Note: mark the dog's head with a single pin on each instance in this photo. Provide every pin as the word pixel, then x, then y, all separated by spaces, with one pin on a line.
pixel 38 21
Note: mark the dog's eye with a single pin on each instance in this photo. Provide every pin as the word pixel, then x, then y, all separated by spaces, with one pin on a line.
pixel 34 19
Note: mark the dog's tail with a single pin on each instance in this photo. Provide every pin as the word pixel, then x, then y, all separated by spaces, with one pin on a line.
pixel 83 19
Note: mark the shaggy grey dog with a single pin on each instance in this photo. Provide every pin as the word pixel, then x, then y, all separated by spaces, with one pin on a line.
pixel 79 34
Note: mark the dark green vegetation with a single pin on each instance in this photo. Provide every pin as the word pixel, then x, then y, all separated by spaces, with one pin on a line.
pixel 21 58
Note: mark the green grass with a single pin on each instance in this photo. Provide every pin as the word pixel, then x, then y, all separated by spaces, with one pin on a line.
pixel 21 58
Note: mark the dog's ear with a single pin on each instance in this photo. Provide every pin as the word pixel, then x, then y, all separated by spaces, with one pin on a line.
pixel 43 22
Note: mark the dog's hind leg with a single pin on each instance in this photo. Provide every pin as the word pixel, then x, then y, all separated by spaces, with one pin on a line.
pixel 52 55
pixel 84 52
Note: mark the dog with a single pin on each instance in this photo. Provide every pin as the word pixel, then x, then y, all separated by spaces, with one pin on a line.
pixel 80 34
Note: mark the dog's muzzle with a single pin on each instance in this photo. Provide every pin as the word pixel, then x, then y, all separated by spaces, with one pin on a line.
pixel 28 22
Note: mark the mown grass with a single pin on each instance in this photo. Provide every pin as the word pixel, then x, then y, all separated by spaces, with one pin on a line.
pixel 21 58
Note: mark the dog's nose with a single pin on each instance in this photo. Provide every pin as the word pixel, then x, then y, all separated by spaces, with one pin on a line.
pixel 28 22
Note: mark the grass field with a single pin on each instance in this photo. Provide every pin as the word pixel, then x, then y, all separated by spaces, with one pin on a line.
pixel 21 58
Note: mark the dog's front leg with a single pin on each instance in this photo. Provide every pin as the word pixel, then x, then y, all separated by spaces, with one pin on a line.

--- WHAT NEEDS TO BE DONE ---
All entries above are to be repeated verbatim, down to the last line.

--- FINISHED TASK ---
Note: mark the dog's head with a single pin on each instance in this photo. Provide every pin as the word pixel, then x, then y, all separated by spaces, with one pin on a line.
pixel 38 21
Note: mark the dog's eye with a single pin on each instance in this photo. Provide every pin as the word pixel, then x, then y, all separated by spaces, with one pin on a line.
pixel 34 19
Note: mark the dog's tail with a single pin on each instance in this photo. Provide every pin as the word pixel, then x, then y, all separated by spaces, with one pin on a line.
pixel 83 19
Note: mark the shaggy grey dog with a single pin on each instance in this photo. Provide every pin as the word pixel, then x, then y, all separated by spaces, with one pin on a line.
pixel 79 34
Note: mark the dark green vegetation with a single pin on each instance in this photo. Provide every pin as the word pixel, then x, then y, all separated by spaces, with one pin on a line.
pixel 21 58
Note: mark the green grass with a single pin on each instance in this photo. Provide every pin as the word pixel, then x, then y, all separated by spaces, with one pin on a line.
pixel 21 58
Note: mark the dog's ear with a single pin on each instance in this photo. Provide every pin as the word pixel, then x, then y, all separated by spaces, with one pin on a line.
pixel 43 22
Note: mark the dog's hind leg with a single pin on each instance in this photo. Provide every pin as the word pixel, then x, then y, all separated by spaces, with one pin on a line.
pixel 52 55
pixel 84 52
Note: mark the dog with a single pin on each instance in this photo. Provide every pin as the word pixel, then x, then y, all separated by spaces, with one pin on a line.
pixel 80 34
Note: mark the dog's muzzle with a single pin on each instance in this photo. Provide every pin as the word pixel, then x, then y, all separated by spaces, with one pin on a line.
pixel 28 22
Note: mark the mown grass with a single pin on each instance in this photo. Provide every pin as the word pixel, then x, then y, all separated by spaces, with one pin on a line.
pixel 21 58
Note: mark the dog's nose with a single pin on each instance in this photo. Provide every pin as the word pixel, then x, then y, all separated by spaces, with one pin on a line.
pixel 28 22
Note: mark the grass field with a single pin on each instance in this photo. Provide every pin as the word pixel, then x, then y, all separated by spaces, with one pin on a line.
pixel 21 58
Note: mark the dog's front leg with a single pin on each instance in this photo. Provide every pin as the word pixel, then x, then y, all separated by spaces, with one pin on a line.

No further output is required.